REQUIRED TASK :: Reproduce only this part of the listing: the line with "Extract yellow-green safety", plus every line after it through the last.
━━━━
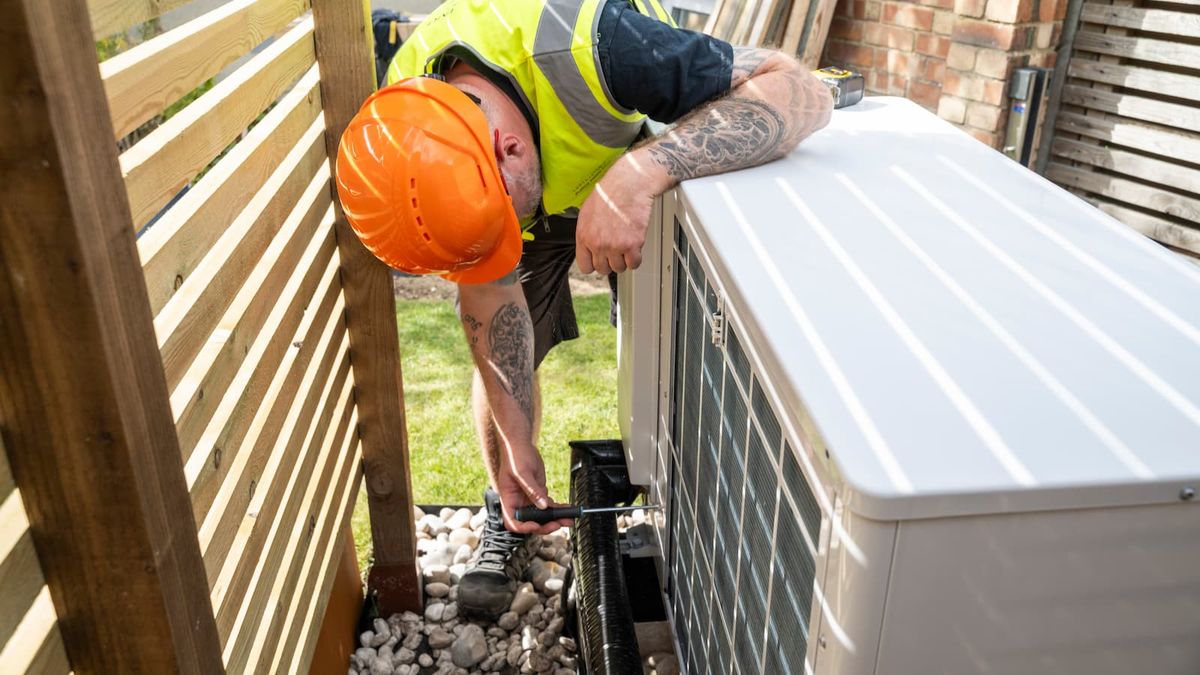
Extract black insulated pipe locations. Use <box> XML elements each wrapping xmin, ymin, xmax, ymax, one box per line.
<box><xmin>570</xmin><ymin>441</ymin><xmax>642</xmax><ymax>675</ymax></box>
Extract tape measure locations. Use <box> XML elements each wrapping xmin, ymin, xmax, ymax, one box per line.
<box><xmin>812</xmin><ymin>67</ymin><xmax>866</xmax><ymax>108</ymax></box>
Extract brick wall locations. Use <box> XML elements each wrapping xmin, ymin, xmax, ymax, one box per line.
<box><xmin>821</xmin><ymin>0</ymin><xmax>1067</xmax><ymax>148</ymax></box>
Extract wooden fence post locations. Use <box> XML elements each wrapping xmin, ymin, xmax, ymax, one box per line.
<box><xmin>0</xmin><ymin>0</ymin><xmax>223</xmax><ymax>674</ymax></box>
<box><xmin>312</xmin><ymin>0</ymin><xmax>421</xmax><ymax>615</ymax></box>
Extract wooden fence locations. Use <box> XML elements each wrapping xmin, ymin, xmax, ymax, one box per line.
<box><xmin>0</xmin><ymin>0</ymin><xmax>420</xmax><ymax>673</ymax></box>
<box><xmin>1045</xmin><ymin>0</ymin><xmax>1200</xmax><ymax>256</ymax></box>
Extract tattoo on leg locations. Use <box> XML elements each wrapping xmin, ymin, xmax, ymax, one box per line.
<box><xmin>487</xmin><ymin>303</ymin><xmax>533</xmax><ymax>424</ymax></box>
<box><xmin>649</xmin><ymin>96</ymin><xmax>787</xmax><ymax>180</ymax></box>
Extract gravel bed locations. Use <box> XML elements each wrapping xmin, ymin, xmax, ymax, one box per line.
<box><xmin>349</xmin><ymin>508</ymin><xmax>575</xmax><ymax>675</ymax></box>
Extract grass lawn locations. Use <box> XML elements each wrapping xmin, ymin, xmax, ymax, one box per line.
<box><xmin>353</xmin><ymin>293</ymin><xmax>619</xmax><ymax>574</ymax></box>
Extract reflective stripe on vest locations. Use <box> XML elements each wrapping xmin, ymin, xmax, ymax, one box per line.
<box><xmin>388</xmin><ymin>0</ymin><xmax>672</xmax><ymax>215</ymax></box>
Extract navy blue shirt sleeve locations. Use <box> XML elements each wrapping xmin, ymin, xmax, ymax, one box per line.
<box><xmin>596</xmin><ymin>0</ymin><xmax>733</xmax><ymax>124</ymax></box>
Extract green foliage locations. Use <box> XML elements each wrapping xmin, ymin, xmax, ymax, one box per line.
<box><xmin>353</xmin><ymin>294</ymin><xmax>619</xmax><ymax>573</ymax></box>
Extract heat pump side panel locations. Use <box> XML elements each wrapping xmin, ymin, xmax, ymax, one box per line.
<box><xmin>876</xmin><ymin>502</ymin><xmax>1200</xmax><ymax>675</ymax></box>
<box><xmin>617</xmin><ymin>199</ymin><xmax>662</xmax><ymax>485</ymax></box>
<box><xmin>652</xmin><ymin>193</ymin><xmax>859</xmax><ymax>674</ymax></box>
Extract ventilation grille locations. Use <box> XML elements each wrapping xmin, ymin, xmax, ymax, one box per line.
<box><xmin>667</xmin><ymin>220</ymin><xmax>821</xmax><ymax>675</ymax></box>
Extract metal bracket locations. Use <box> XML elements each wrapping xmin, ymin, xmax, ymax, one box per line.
<box><xmin>713</xmin><ymin>291</ymin><xmax>728</xmax><ymax>348</ymax></box>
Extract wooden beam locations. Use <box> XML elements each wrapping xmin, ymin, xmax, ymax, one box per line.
<box><xmin>0</xmin><ymin>0</ymin><xmax>223</xmax><ymax>674</ymax></box>
<box><xmin>312</xmin><ymin>0</ymin><xmax>421</xmax><ymax>614</ymax></box>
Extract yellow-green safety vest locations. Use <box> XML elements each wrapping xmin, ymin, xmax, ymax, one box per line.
<box><xmin>388</xmin><ymin>0</ymin><xmax>674</xmax><ymax>215</ymax></box>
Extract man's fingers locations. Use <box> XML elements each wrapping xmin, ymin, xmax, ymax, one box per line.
<box><xmin>516</xmin><ymin>476</ymin><xmax>553</xmax><ymax>509</ymax></box>
<box><xmin>575</xmin><ymin>245</ymin><xmax>595</xmax><ymax>274</ymax></box>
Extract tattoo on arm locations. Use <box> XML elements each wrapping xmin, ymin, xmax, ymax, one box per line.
<box><xmin>647</xmin><ymin>96</ymin><xmax>790</xmax><ymax>180</ymax></box>
<box><xmin>730</xmin><ymin>47</ymin><xmax>773</xmax><ymax>89</ymax></box>
<box><xmin>462</xmin><ymin>313</ymin><xmax>484</xmax><ymax>347</ymax></box>
<box><xmin>487</xmin><ymin>303</ymin><xmax>533</xmax><ymax>424</ymax></box>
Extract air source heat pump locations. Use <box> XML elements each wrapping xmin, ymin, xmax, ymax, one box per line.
<box><xmin>619</xmin><ymin>98</ymin><xmax>1200</xmax><ymax>675</ymax></box>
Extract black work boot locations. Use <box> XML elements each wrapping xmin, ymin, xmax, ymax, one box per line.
<box><xmin>458</xmin><ymin>488</ymin><xmax>533</xmax><ymax>621</ymax></box>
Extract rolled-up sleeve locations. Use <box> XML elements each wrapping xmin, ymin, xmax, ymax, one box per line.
<box><xmin>596</xmin><ymin>0</ymin><xmax>733</xmax><ymax>124</ymax></box>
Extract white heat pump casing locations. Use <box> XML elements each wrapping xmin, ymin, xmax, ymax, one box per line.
<box><xmin>619</xmin><ymin>98</ymin><xmax>1200</xmax><ymax>675</ymax></box>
━━━━
TASK ANSWER ::
Extract yellow-green safety vest locations. Use <box> XML elements each wrapping xmin, ymin, xmax, ymax, one box per line.
<box><xmin>388</xmin><ymin>0</ymin><xmax>674</xmax><ymax>215</ymax></box>
Extract man's fingers locations. Use <box> XML elements each wrapping xmin, ymin, xmax, ymax, one box per line.
<box><xmin>516</xmin><ymin>476</ymin><xmax>553</xmax><ymax>509</ymax></box>
<box><xmin>575</xmin><ymin>245</ymin><xmax>595</xmax><ymax>274</ymax></box>
Extract tattoo on arm locations. Use <box> XML elements each wrapping xmin, ymin, xmax, ymax, one box per line.
<box><xmin>647</xmin><ymin>96</ymin><xmax>790</xmax><ymax>180</ymax></box>
<box><xmin>730</xmin><ymin>47</ymin><xmax>773</xmax><ymax>89</ymax></box>
<box><xmin>462</xmin><ymin>313</ymin><xmax>484</xmax><ymax>347</ymax></box>
<box><xmin>487</xmin><ymin>303</ymin><xmax>533</xmax><ymax>424</ymax></box>
Extract air source heat pump locations. Use <box> XML elements each wrapping xmin, ymin, xmax, ymax, one box per line.
<box><xmin>619</xmin><ymin>98</ymin><xmax>1200</xmax><ymax>675</ymax></box>
Extract black work boot locations. Use <box> XML elements each wrapping xmin, ymin, xmax, ymax, one box per line.
<box><xmin>458</xmin><ymin>488</ymin><xmax>533</xmax><ymax>621</ymax></box>
Extract rolled-up sleeve locations. Use <box> XML elements each wrapping xmin, ymin, xmax, ymax, one box per line.
<box><xmin>596</xmin><ymin>0</ymin><xmax>733</xmax><ymax>124</ymax></box>
Extract white heat pump casing locations. Use <box> XML elements each wrapping xmin, ymin, xmax, ymax, one box per line.
<box><xmin>619</xmin><ymin>98</ymin><xmax>1200</xmax><ymax>675</ymax></box>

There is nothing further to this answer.